'''

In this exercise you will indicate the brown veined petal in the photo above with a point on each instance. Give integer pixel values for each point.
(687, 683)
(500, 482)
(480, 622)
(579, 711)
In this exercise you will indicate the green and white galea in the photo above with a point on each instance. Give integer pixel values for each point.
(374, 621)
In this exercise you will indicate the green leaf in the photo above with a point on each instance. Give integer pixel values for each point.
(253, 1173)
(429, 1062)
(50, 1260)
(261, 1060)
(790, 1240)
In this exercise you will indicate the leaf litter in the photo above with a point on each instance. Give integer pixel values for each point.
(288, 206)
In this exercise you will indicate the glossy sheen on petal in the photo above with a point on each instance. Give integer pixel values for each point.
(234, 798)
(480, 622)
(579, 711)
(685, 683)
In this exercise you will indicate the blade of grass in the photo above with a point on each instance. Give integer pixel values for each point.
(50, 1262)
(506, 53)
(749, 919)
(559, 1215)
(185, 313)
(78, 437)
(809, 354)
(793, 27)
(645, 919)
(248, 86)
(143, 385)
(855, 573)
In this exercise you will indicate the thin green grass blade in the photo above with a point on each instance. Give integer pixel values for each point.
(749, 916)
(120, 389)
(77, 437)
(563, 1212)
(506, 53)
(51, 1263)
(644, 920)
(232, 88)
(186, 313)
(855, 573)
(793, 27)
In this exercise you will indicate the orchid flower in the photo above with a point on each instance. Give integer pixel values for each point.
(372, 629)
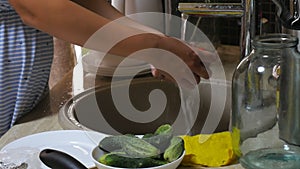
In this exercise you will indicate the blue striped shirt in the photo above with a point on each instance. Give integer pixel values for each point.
(25, 62)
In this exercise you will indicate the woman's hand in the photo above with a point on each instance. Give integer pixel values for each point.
(195, 62)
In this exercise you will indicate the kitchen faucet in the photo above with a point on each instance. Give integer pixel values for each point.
(244, 10)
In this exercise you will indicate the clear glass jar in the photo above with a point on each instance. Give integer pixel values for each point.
(255, 105)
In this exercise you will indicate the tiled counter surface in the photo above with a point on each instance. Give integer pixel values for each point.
(45, 116)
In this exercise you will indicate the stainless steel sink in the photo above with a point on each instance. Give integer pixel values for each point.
(94, 109)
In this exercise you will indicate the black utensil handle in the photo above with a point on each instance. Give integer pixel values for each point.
(59, 160)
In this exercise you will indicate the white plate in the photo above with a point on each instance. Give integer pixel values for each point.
(77, 143)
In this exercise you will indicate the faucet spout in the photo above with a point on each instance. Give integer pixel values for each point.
(288, 13)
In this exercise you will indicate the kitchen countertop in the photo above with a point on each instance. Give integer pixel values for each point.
(45, 116)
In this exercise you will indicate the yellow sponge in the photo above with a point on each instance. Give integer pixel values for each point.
(212, 150)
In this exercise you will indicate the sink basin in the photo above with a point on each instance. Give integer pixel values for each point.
(94, 109)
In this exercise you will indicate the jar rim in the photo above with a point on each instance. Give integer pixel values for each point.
(275, 40)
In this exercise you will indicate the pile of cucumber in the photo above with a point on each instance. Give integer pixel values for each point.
(150, 150)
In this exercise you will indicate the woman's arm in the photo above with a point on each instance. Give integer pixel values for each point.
(74, 23)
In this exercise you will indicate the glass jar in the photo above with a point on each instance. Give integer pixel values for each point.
(255, 105)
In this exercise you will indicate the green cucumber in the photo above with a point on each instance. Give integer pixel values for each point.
(138, 148)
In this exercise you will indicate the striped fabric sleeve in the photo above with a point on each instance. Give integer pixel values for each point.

'''

▶ **Your task**:
Repeat all entries exactly. Skip the pictures.

▶ **Task solution**:
In this exercise you will indicate the brown veined petal in the photo above with a point on each instance. Give integer pixel values for each point.
(687, 683)
(500, 482)
(480, 622)
(579, 711)
In this exercise you will indicate the green and white galea in the photo above with a point on each instance. Give integer pixel values for each point.
(374, 621)
In this exercise you will indicate the green leaf in the photo above with a point on each instance. Give integer pixel values for each point.
(253, 1173)
(429, 1062)
(50, 1260)
(261, 1060)
(790, 1240)
In this exercise you will indicate the leaf litter in the photo above with a point on each instance. Give integer pixel values for each point.
(288, 206)
In this exercise you will indicate the glossy sheen on petal in the photo above with a point on each instance. Give integer pixel values for each point.
(234, 798)
(480, 622)
(579, 711)
(685, 683)
In this exercise you will indicate the blade of grass in the photo above with a point on each instance. Give integer pixel values for each point.
(50, 1262)
(506, 53)
(749, 919)
(559, 1215)
(185, 313)
(78, 437)
(809, 354)
(793, 27)
(645, 919)
(248, 86)
(143, 385)
(855, 573)
In this exercise you will indicate the thin green grass blade in the photo above with a point on each instance. Give integer pixel values for each point.
(749, 916)
(120, 389)
(77, 437)
(563, 1212)
(506, 53)
(51, 1263)
(644, 920)
(232, 88)
(186, 313)
(855, 573)
(793, 27)
In this exercise you will indicate the orchid flower in the photo above with a point on each instance. Give integer pixel values for each point.
(372, 629)
In this exercise you will indicate the blue striped shirt in the photo above with a point on each instance. Give integer pixel values for each point.
(25, 62)
In this exercise you will indicate the woman's hand in the photo above with a point on each instance. Give integer pixel values for each point.
(195, 62)
In this exercise you will indicate the kitchen faucet in the photo above with a point on each instance. Give integer pixel values for each point.
(244, 10)
In this exercise you will indicate the clear glass jar in the photo above with a point on each instance. Give integer pixel values for each point.
(255, 105)
In this exercise you will indicate the tiled counter surface in the photo above with a point on each instance. Give integer pixel values for each point.
(45, 116)
In this exercise you will indicate the stainless steel sink in the photo above with a point on each instance. Give integer pixel values for each point.
(94, 109)
In this exercise you will indicate the black utensil handle in the photo above with a point on each instance. Give integer pixel values for each point.
(59, 160)
In this exercise you will indicate the white plate in the photo above with a point on each instance. Give integer pixel values for each point.
(77, 143)
In this exercise you will indicate the faucet spout in the photo above with a point on each instance. Give integer pixel values for each point.
(288, 13)
In this exercise you will indicate the kitchen countertop in the photo above with a point on each instance. Give integer pixel values for each point.
(45, 116)
In this exercise you will indicate the yellow sponge in the photo above with a point on each instance. Give integer pixel values for each point.
(212, 150)
In this exercise you will indicate the sink basin in the photo above with a point on each instance. Give integer pixel values for each point.
(94, 109)
In this exercise you will indicate the jar rim in the photo above with a point on each instance. Give integer pixel values for each point.
(275, 40)
In this exercise you will indicate the pile of cucumber in the photo above with a point on each instance. Give integer pixel values for each point.
(150, 150)
In this exercise you will indicate the woman's arm in the photo above with a point on each instance. Give integer pixel values for each point.
(74, 23)
In this exercise you will indicate the glass jar in the photo above with a point on each instance. Give integer pixel values for each point.
(255, 105)
In this exercise you will indicate the green cucumber in the photo above with a point on each instance. Give integer pixel values for each point.
(138, 148)
In this exercise you will indicate the striped fabric sleeve in the photo above with a point on each instance. Give integer pixel values for each point.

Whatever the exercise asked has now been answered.